Word for word, copy all the data and drop the pictures.

-------- Exercise materials

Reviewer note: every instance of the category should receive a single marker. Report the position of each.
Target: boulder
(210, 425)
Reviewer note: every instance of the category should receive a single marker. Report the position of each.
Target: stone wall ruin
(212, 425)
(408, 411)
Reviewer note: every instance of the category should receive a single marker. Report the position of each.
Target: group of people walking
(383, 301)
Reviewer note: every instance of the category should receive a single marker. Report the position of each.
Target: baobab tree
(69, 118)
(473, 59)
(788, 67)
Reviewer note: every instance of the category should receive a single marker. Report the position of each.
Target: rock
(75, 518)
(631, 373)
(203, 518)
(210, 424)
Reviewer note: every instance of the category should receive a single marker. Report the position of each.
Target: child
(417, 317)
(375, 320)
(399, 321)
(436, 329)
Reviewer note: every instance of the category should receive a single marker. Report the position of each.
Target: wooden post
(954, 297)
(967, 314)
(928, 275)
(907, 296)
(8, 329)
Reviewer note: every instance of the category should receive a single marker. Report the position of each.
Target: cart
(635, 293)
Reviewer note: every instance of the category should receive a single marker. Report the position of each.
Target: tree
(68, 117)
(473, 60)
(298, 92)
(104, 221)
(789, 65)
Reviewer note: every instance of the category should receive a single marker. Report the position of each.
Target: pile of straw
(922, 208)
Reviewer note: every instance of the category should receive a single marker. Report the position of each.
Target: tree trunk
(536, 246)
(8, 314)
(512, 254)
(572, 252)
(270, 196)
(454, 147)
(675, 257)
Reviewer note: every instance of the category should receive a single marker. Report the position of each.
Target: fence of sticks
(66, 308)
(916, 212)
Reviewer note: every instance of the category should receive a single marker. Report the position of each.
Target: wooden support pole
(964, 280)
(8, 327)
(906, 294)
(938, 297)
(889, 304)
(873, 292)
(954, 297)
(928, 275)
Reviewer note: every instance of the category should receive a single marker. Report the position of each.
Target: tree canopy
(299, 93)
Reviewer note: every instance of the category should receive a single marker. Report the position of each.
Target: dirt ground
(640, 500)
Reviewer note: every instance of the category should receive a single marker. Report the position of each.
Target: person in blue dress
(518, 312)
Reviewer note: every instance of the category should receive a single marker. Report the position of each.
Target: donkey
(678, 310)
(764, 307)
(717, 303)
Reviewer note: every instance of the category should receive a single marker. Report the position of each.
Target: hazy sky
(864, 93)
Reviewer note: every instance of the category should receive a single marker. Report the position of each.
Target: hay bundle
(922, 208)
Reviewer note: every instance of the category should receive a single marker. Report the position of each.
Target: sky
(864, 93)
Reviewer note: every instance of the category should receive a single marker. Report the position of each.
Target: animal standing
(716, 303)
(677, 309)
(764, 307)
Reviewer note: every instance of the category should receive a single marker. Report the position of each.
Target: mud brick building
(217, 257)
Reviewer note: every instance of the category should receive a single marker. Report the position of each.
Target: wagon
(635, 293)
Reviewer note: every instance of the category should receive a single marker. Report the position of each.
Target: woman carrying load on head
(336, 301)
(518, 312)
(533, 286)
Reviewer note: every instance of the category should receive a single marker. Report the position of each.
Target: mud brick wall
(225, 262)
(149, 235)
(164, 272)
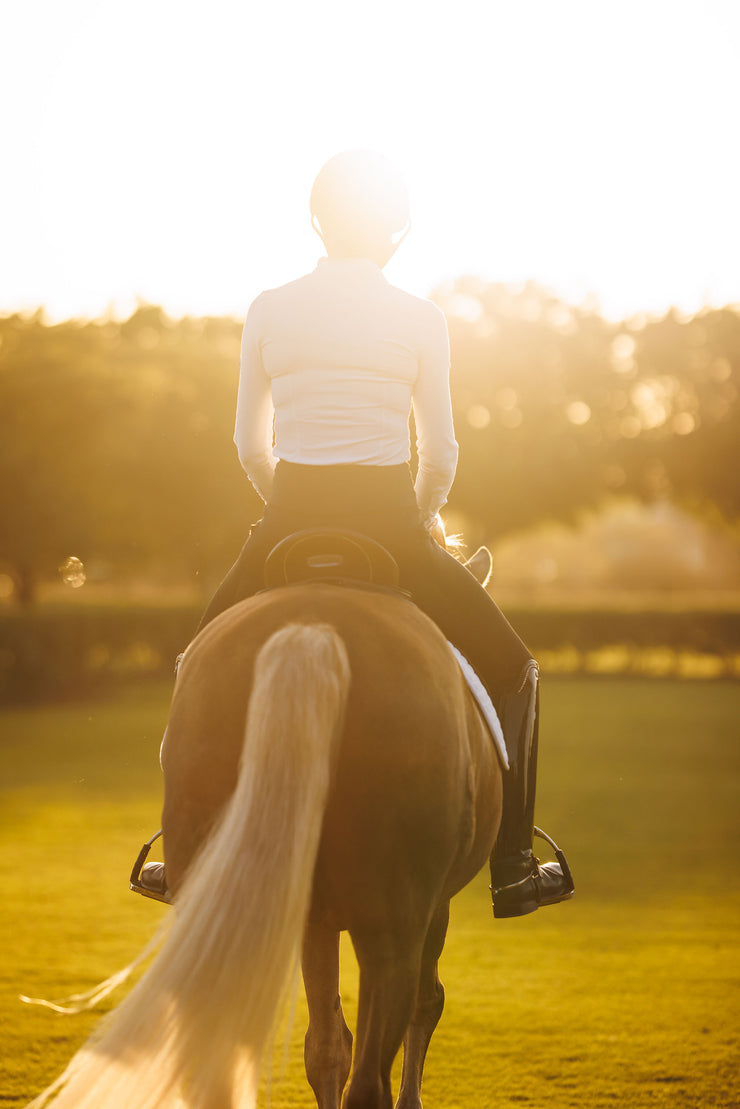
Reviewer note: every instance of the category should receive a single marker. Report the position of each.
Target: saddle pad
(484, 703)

----------------

Written solution:
Reviewer note: every instance of the category should receive a single marker. Report the position of each.
Target: boulder
(210, 425)
Reviewer note: every instance of the category should receive a single marker. Report the position of each.
Target: stone wall ruin
(212, 425)
(408, 411)
Reviewer note: every instance of the category should receive a single marker. Report the position of each.
Target: group of people walking
(383, 301)
Reviewer note: every instance of the category should receive a single marker. Report the position of each.
Target: baobab tree
(69, 118)
(473, 59)
(788, 67)
Reviewer note: every instance of the category should receive a single marker. Report the position of each.
Target: rock
(75, 518)
(631, 373)
(203, 518)
(210, 424)
Reviewer note: every instance of the category should receive a single marker. Report the position of each.
Target: child
(417, 317)
(375, 320)
(399, 321)
(436, 329)
Reviewer note: every instance of the category should receive a single marker. Report the position of each.
Target: wooden post
(954, 297)
(967, 314)
(928, 275)
(907, 296)
(8, 329)
Reviewer note: every instance of the category should receive a single marker. Report the position of each.
Target: cart
(635, 293)
Reviewer note: every instance of the category should receive a single marker. Report the position of each.
Target: tree
(68, 117)
(473, 60)
(298, 92)
(104, 221)
(789, 65)
Reviewer note: every instance of the category should receive a single marker. Report the position of each.
Target: pile of straw
(922, 208)
Reviewer note: every instance of the category should receive a single marker. Report the position of each.
Target: tree trunk
(536, 246)
(8, 314)
(512, 254)
(572, 252)
(270, 196)
(454, 147)
(675, 257)
Reviewer note: every instance of the category should receive a single marker. Report the position of each.
Target: fence of sticks
(66, 308)
(916, 212)
Reviewer note: every instance of the category should receive a single marker. Report the position of each.
Target: wooden support pole
(964, 280)
(8, 327)
(906, 294)
(938, 297)
(889, 304)
(873, 292)
(954, 297)
(928, 275)
Reviewer note: every instance of the category should receive a single marker. Report the position of each.
Target: tree canopy
(299, 93)
Reviewer note: every instance of the category should receive a single marker. Report the position of each.
Target: dirt ground
(640, 500)
Reviewer note: every instance of the category should receive a single marker. Report the position of each.
Target: person in blue dress
(518, 312)
Reviewer note: every instance of the category should receive a single marker. Report the position of each.
Target: donkey
(678, 310)
(764, 307)
(717, 303)
Reviewer note: every instance of the category should receive a single marker. Report the position of each.
Target: hazy sky
(864, 93)
Reviewer note: every instance of the category should receive a single marker. Report the position of each.
Target: hay bundle
(922, 208)
Reviewer note: every instance of the category should receive a single marker. Report the position of each.
Target: sky
(864, 93)
Reviewer note: every instance of the category should receive a single marker. Report the position of each.
Target: animal standing
(716, 303)
(677, 309)
(764, 307)
Reviewer note: every instance of the category should receive a single marker. Report the position of each.
Target: mud brick building
(217, 257)
Reviewer note: every instance of the category should receive a single marker. Report the position of each.
Target: wagon
(635, 293)
Reviewer note: every instance of the category should receive a single marker. Report the position of each.
Target: woman carrying load on head
(336, 301)
(518, 312)
(533, 286)
Reviewer note: every instance of the category should receive a single marker. Report the position of each.
Target: mud brick wall
(225, 262)
(149, 235)
(164, 272)
Reviewer note: every instance of the category should receive a single marker. Report the position of each.
Target: saddle pad
(484, 703)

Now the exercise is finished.